======== RECORDS FOR THIS TASK ========

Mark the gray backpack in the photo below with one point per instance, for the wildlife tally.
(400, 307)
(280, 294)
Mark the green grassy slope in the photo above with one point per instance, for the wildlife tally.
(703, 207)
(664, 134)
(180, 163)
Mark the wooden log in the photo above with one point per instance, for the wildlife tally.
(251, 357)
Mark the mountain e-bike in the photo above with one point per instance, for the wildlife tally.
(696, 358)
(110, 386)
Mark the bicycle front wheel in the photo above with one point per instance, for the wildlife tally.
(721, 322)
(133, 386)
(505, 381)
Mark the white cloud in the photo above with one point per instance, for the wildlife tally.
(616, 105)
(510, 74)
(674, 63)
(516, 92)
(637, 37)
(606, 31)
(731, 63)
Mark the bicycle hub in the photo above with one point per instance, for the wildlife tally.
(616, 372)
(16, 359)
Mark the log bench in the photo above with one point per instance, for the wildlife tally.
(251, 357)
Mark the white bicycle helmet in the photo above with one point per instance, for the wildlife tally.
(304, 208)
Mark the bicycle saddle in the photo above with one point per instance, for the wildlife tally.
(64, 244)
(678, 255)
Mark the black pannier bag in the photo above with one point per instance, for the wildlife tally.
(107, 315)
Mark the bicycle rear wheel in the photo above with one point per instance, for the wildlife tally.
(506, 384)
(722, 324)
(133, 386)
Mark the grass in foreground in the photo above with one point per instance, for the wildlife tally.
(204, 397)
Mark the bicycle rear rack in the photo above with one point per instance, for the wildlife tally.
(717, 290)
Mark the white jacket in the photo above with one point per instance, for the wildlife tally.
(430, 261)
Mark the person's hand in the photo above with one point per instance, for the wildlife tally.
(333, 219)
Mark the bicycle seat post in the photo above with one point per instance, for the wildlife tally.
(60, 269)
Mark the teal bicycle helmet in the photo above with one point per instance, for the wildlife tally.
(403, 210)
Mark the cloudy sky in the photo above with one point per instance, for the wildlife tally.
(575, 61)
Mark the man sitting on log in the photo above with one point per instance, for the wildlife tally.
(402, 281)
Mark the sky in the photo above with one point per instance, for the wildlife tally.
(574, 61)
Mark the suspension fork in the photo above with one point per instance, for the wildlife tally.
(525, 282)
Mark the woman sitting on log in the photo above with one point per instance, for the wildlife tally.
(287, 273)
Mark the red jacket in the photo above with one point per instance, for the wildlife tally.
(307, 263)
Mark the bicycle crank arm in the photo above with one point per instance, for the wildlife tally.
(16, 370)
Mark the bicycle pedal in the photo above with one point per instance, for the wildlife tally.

========

* [THE EXERCISE]: Reproduce all of the records above word for word, keeping each line intact.

* [RESPONSE TO THIS EXERCISE]:
Mark the gray backpack in the photo below with one point per instance, for the wildlife tally.
(400, 307)
(280, 294)
Mark the green grassy slope in the photo above with one point per instance, for the wildlife tally.
(703, 207)
(664, 134)
(180, 163)
Mark the wooden log in the photo above with one point per instance, for the wildlife tally.
(251, 357)
Mark the mountain e-bike in the photo above with one point per instance, for the wildlife tally.
(696, 358)
(110, 386)
Mark the bicycle front wheel in the photo above with one point per instance, for the wildlife tally.
(721, 322)
(133, 386)
(505, 381)
Mark the white cloud in the photo above with one point per instance, for the wildlife tally.
(616, 105)
(510, 74)
(674, 63)
(516, 92)
(637, 37)
(606, 31)
(731, 63)
Mark the bicycle hub in the photo above with one point per instance, for the wildlife tally.
(616, 372)
(16, 359)
Mark the log bench in the photo above with one point per instance, for the wildlife tally.
(251, 357)
Mark the white bicycle helmet in the photo above with one point per instance, for the wildlife tally.
(304, 208)
Mark the bicycle saddle in the photo above with one point per instance, for the wildlife tally.
(64, 244)
(678, 255)
Mark the black pannier bag in the photo above with one point per instance, for the wildlife tally.
(107, 315)
Mark the bicycle rear wheel in the photo above with one point per instance, for the wildlife tally.
(506, 384)
(722, 324)
(133, 386)
Mark the grass in foreground in the photo above with one point per instance, for the wildlife tally.
(204, 397)
Mark the bicycle rear rack in the photo above with one point per instance, for the wildlife tally.
(717, 290)
Mark the white jacket in the photo above with one point per instance, for the wildlife tally.
(430, 261)
Mark the person's hand in the photo above with one point per instance, for the wildlife tally.
(333, 219)
Mark the bicycle seat post in the photo above with one point per instance, for the wildlife tally.
(60, 269)
Mark the teal bicycle helmet in the photo above with one point per instance, for the wildlife tally.
(403, 210)
Mark the cloudy sky in the photo above with one point per instance, for the wildlife tally.
(575, 61)
Mark the man sitting on log in the photo above with one point per instance, for the wildlife tally.
(402, 281)
Mark the sky in the photo above with one point per instance, for the wildlife tally.
(574, 61)
Mark the suspension fork in the photo above with one point per instance, for the wildlife tally.
(525, 282)
Mark the woman sitting on log in the photo above with one point per instance, for the wildlife tally.
(287, 273)
Mark the red jacket in the photo above with one point per instance, for the wildlife tally.
(307, 263)
Mark the bicycle crank arm in the photo above with one point per instance, for the wildlife tally.
(16, 370)
Mark the bicycle pedal in the photo above with one point per instance, for the wildlife tally.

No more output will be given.